# Carte mère Macbook Pro brulée ?



## luknl (28 Avril 2012)

Bonjour,
En me réveillant ce matin, j'ai essayé d'allumer mon Macbook Pro 13" pouces mais en vain. Il ne veut pas s'allumer. Pourtant, lorsque j'insère le câble d'alimentation, le clignotant est vert, ce qui veut dire que la batterie est chargé au maximum. Je l'ai donc ouvert et là, surprise, je sens une odeur de brulée et il y a une poudre verte sur la carte mère. Les photos : http://hpics.li/19c62c8  et http://hpics.li/1a9c27c

J'espere que pourrez identifier ce problème.

Merci d'avance.


----------



## zol68 (28 Avril 2012)

Ca ma l'aire de l'oxidation. As tu renversé du liquide sur ton Mac ?


----------



## noufnouf84 (28 Avril 2012)

Oxydation... Ça dois faire un bon moment que ça devait être comme ça. Essayé de nettoyer avec un produit spécial électronique. Mais bon si tu dis qu'il y a une odeur de brûler j'ai bien peur que ce soi out.


----------



## Locke (28 Avril 2012)

Houla il y a de sacrés courants d'air !  Oui il y a des traces d'oxydation très conséquentes et vu la dimension, il y a certainement du liquide qui s'est inflitré. De plus on peut voir en zoomant qu'il y a une pelletée de poussières un peu partout.

Alors la combinaison poussières + liquide est la pire des choses pour un circuit imprimé. Même si en apparence cela aura une certaine dureté, il va falloir y aller doucement pour enlever le gros paquet du milieu. Utilise une paille pour souffler le vert de gris que tu élimineras au fur et à mesure. Il faudrait aussi utiliser une brosse ultra souple, le mieux est une poire soufflante avec brosse de photographe.

Tu peux aussi peaufiner en passant doucement un coton tige avec de l'alcool à 90°, mais avec une main très légère pour le coton tige. Moi je rechercherais franchement en localisant sur l'extérieur du boitier ce qui pourrait provoquer de mettre le circuit imprimé dans cet état. Ce n'est pas normal du tout, du tout.

> _Informations fournies_

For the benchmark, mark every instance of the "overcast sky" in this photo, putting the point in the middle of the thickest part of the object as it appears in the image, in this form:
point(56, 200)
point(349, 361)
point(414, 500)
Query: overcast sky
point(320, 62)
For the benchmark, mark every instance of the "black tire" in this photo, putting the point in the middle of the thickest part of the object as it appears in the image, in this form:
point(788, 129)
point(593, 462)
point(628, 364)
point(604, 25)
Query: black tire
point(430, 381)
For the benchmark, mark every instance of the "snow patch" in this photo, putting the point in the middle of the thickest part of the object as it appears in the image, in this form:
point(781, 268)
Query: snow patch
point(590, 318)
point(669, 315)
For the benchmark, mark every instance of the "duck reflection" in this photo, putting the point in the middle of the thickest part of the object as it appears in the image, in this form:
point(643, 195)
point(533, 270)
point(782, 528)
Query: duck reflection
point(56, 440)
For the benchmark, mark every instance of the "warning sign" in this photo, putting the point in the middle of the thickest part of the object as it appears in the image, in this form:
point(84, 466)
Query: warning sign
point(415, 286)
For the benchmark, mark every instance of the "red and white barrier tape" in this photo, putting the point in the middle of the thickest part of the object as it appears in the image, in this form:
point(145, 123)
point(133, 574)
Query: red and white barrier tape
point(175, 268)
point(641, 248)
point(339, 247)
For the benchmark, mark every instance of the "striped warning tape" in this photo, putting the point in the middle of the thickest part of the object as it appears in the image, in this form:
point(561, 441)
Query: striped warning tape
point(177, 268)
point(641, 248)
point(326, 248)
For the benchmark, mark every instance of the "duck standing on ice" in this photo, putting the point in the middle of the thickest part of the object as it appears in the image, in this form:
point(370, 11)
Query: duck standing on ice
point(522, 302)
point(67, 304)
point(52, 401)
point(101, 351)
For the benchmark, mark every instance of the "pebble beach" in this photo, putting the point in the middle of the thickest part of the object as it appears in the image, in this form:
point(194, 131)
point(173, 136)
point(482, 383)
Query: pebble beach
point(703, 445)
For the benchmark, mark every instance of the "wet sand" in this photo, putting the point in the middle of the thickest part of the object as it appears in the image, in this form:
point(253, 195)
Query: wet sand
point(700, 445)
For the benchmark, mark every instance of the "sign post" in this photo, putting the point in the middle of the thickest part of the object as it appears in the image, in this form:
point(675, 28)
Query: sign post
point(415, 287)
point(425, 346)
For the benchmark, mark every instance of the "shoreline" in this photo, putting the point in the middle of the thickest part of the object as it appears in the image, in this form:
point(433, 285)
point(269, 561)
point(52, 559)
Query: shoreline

> _Énoncé du problème_
Pouvez-vous résumer en deux phrases l'extrait sur la carte mère brûlée d'un MacBook Pro ?

> _Réponse_
Un MacBook Pro 13 pouces refuse de s'allumer malgré le voyant vert du câble d'alimentation, et une fois ouvert il dégage une odeur de brûlé et laisse voir une poudre verte sur la carte mère. Les réponses y voient une oxydation due selon toute vraisemblance à un liquide infiltré, aggravée par beaucoup de poussière, et conseillent un nettoyage délicat à la paille, à la brosse très souple ou à la poire soufflante, puis au coton-tige imbibé d'alcool à 90°, tout en craignant que l'odeur de brûlé signifie une carte hors d'usage.